• _EXERCISE INSTRUCTIONS_:
(1) According to the teaching award announcement, what is Montgomery Wolf's title?
(2) Update the teaching award announcement from "Two University of" up to and including "the Franklin College.", replacing "honorees" with "award recipients".

━━━ SOURCE PASSAGE ━━━

Dainess Maganda, left, and Montgomery Wolf, right, are the 2024 recipients of the University of Georgia Award for Excellence in Teaching.

Two University of Georgia faculty have been named recipients of the University of Georgia Award for Excellence in Teaching for their dedication and creativity in the classroom. The award recognizes teaching faculty who strengthen the university’s mission by offering exemplary instruction, promoting innovation and providing an engaging environment for student learning.

The 2023-2024 honorees are Dainess Maganda, senior lecturer in the department of comparative literature and intercultural studies in the Franklin College of Arts and Sciences, and Montgomery Wolf, principal lecturer in the department of history, also in the Franklin College.

“Drs. Maganda and Wolf design courses that encourage student creativity and collaboration,” said S. Jack Hu, the university’s senior vice president for academic affairs and provost. “They put into practice the core values of this award and promote teaching excellence among UGA faculty.”

Dainess Maganda has been named a recipient of the Excellence in Teaching award. (Photo by Chamberlain Smith/UGA)

Dainess Maganda

Whether bringing homemade chai and chapattis to her classes or developing a custom app to help her students practice Swahili, Maganda goes above and beyond to create a positive and engaging learning environment for her students. Her goal is to help students feel welcomed and valued as they expand their worldview through interactions with their classmates and the course material.

━━━ DATA SEGMENT ━━━

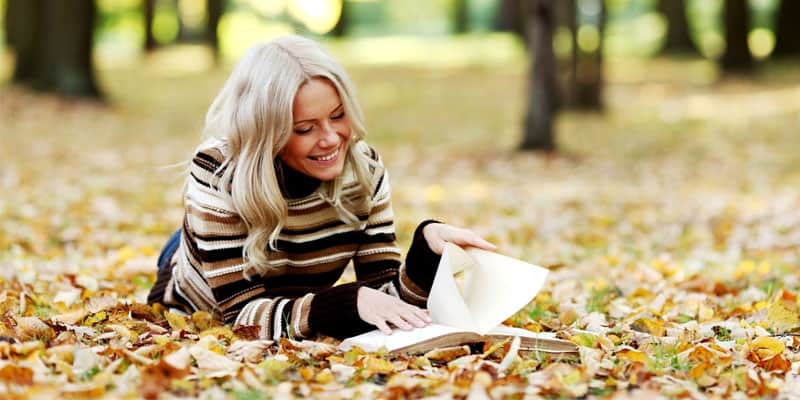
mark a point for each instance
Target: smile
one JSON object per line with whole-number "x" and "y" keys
{"x": 328, "y": 157}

━━━

• _RESPONSES TO THE EXERCISE_:
(1) Principal lecturer in the department of history

(2)
Two University of Georgia faculty have been named recipients of the University of Georgia Award for Excellence in Teaching for their dedication and creativity in the classroom. The award recognizes teaching faculty who strengthen the university’s mission by offering exemplary instruction, promoting innovation and providing an engaging environment for student learning.

The 2023-2024 award recipients are Dainess Maganda, senior lecturer in the department of comparative literature and intercultural studies in the Franklin College of Arts and Sciences, and Montgomery Wolf, principal lecturer in the department of history, also in the Franklin College.